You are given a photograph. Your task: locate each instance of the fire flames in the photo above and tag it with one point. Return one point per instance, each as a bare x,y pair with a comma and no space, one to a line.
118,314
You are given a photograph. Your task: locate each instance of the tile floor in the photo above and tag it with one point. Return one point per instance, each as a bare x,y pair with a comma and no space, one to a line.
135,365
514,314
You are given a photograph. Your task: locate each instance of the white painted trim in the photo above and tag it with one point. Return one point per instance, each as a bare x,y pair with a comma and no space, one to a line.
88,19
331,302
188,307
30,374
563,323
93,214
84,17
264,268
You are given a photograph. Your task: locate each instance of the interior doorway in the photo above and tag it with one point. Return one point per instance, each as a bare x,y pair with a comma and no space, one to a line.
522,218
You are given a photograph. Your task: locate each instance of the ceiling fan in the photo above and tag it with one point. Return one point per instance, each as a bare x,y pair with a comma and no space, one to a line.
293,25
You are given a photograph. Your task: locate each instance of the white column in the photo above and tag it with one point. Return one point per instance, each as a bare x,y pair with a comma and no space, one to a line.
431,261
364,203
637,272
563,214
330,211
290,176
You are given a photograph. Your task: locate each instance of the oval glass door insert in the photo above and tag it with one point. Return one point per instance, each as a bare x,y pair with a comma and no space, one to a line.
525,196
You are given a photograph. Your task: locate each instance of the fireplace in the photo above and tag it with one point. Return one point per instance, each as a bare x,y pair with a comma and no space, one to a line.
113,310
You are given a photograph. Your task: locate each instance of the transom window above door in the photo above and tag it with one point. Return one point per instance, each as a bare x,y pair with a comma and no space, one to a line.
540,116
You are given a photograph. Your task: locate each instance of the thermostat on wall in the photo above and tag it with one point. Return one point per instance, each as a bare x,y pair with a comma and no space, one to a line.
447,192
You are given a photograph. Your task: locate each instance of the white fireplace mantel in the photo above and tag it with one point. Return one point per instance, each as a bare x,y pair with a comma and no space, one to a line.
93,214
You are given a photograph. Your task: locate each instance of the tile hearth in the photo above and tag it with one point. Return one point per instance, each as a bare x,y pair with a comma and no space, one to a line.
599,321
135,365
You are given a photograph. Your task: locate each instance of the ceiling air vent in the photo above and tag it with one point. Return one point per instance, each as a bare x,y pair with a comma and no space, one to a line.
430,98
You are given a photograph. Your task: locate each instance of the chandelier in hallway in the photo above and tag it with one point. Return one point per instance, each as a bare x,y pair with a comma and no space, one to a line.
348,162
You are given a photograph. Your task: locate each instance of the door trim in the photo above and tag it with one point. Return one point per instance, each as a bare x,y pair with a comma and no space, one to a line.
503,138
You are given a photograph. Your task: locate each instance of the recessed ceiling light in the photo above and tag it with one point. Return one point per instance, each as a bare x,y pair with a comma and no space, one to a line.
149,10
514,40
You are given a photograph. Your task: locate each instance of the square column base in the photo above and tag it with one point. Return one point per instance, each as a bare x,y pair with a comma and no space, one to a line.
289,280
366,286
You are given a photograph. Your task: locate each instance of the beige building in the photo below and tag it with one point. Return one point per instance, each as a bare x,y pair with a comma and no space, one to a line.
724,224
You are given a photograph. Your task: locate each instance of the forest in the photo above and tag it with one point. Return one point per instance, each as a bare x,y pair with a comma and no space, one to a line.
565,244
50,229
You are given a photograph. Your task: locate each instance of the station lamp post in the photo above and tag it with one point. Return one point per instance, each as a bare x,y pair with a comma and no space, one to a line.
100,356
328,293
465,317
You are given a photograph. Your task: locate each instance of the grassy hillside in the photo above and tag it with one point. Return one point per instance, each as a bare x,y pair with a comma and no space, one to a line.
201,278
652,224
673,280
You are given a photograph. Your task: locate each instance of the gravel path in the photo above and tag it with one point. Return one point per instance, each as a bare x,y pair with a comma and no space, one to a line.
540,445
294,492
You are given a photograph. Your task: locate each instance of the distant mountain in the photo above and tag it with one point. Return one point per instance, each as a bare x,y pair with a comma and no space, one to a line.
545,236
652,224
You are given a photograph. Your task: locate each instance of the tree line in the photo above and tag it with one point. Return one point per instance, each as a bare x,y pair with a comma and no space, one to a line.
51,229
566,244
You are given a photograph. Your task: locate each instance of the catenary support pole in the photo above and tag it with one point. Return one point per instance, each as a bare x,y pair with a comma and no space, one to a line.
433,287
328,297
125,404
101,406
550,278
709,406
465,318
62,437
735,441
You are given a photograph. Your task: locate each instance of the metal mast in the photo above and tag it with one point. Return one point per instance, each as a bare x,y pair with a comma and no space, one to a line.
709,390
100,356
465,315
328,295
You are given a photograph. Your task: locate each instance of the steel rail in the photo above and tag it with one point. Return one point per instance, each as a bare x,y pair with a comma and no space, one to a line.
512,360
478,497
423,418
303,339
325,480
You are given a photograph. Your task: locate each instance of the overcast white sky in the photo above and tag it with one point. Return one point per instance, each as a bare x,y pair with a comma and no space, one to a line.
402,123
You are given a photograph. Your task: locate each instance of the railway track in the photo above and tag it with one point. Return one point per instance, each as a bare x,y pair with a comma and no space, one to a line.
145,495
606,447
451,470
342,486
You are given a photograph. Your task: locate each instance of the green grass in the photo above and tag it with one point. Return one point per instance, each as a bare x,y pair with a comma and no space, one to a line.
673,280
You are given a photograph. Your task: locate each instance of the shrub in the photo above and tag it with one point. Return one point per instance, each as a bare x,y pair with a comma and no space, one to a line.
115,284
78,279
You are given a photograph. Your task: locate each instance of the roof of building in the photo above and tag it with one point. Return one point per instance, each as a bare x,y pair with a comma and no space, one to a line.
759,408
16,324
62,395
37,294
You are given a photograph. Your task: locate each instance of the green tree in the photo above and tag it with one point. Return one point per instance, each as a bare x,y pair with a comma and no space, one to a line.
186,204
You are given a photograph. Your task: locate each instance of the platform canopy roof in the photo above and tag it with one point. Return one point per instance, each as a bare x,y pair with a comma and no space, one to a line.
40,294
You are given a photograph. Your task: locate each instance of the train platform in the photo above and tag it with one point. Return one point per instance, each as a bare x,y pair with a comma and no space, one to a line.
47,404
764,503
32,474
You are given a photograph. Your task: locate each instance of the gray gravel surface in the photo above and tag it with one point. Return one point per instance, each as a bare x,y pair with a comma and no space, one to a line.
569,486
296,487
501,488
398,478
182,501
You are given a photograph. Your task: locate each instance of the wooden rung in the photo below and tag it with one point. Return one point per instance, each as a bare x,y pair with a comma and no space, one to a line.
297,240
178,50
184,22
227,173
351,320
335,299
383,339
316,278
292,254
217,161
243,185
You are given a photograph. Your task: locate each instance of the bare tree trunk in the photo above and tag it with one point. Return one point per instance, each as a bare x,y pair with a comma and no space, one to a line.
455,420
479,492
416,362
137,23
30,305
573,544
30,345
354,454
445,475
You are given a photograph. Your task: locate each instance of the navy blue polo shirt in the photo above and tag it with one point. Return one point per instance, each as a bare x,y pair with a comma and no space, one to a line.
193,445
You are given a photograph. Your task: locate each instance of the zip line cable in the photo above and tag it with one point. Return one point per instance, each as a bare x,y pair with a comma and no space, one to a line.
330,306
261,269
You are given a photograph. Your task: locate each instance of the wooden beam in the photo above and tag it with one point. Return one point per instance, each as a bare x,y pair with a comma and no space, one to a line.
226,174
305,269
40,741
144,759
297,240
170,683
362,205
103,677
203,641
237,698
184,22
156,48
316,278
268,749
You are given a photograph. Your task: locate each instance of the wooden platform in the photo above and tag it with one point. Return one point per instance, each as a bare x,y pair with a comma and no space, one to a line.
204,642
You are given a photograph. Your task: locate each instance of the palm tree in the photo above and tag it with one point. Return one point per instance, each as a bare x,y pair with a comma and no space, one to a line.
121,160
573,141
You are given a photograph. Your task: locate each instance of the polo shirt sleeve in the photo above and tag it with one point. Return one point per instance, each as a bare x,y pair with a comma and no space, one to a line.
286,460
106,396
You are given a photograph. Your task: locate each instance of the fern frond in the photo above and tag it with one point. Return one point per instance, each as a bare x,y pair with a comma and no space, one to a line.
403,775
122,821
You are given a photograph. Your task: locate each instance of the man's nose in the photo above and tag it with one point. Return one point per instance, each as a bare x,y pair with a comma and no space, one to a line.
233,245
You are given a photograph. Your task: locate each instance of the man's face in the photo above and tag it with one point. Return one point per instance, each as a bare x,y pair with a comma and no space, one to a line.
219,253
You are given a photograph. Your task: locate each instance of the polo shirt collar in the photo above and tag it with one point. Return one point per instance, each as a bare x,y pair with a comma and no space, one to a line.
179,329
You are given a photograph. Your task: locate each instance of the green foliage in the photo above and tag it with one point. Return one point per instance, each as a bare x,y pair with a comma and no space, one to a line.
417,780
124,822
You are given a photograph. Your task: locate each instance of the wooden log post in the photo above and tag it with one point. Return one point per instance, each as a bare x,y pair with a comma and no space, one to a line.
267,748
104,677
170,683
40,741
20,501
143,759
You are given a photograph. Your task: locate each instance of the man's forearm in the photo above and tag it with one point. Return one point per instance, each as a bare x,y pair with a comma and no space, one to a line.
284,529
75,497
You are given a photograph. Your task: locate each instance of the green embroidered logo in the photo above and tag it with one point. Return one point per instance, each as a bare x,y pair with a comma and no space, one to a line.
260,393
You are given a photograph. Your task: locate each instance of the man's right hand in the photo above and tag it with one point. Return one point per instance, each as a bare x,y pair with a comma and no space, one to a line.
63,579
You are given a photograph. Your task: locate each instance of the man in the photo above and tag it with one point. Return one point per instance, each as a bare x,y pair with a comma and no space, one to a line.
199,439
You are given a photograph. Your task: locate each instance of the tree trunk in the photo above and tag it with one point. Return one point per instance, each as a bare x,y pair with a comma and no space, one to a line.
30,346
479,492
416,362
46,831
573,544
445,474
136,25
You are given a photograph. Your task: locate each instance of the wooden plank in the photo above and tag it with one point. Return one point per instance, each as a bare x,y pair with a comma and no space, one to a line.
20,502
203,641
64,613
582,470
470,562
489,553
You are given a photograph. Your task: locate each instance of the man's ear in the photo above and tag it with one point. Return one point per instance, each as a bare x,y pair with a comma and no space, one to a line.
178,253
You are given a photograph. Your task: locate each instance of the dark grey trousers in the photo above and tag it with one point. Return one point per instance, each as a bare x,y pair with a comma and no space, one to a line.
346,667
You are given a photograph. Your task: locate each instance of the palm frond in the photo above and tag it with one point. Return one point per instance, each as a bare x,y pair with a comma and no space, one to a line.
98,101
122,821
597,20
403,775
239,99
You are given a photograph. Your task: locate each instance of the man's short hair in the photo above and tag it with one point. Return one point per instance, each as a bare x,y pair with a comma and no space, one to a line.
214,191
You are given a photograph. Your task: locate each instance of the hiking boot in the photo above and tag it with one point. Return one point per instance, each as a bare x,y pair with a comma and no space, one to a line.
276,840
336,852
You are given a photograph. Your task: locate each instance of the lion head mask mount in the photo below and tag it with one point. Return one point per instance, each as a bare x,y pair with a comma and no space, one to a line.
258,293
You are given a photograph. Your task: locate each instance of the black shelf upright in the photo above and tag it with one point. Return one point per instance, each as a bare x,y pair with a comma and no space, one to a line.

◆ **Short task**:
Would you give again, word for word, every line from the one with "the palm frond" through the final line of the listing above?

◆ **Task output**:
You are given a photograph. Your task: locate each instance of the palm frond in the photo above and tag it with one point. Return one point per instance, each as a bare x,y pair with a comma and no space, one to a line.
98,101
122,821
597,20
403,775
239,99
You are given a photograph. Your task: locate each instance of the man's short hair in the photo above and tag it with one point. Return one point per instance, each as a bare x,y pair with a comma and no space, one to a line.
214,191
You are given a photograph. Your task: locate each instance of the hiking boot in the photo above and tag it with one point. Return one point per instance, each as a bare x,y pair with a comma and no space, one to a line.
276,840
336,852
You are given a photograph. Your task: locate each instance of the lion head mask mount in the photo below and tag it with one point. Return one point per instance, each as a bare x,y pair with a comma and no space, one to a line.
258,293
You are given a photograph. Your task: locate each instance of the black shelf upright in the photo above and tag it with one point. Return one point per instance, each as a bare x,y pair with a comma and no space, one to a line.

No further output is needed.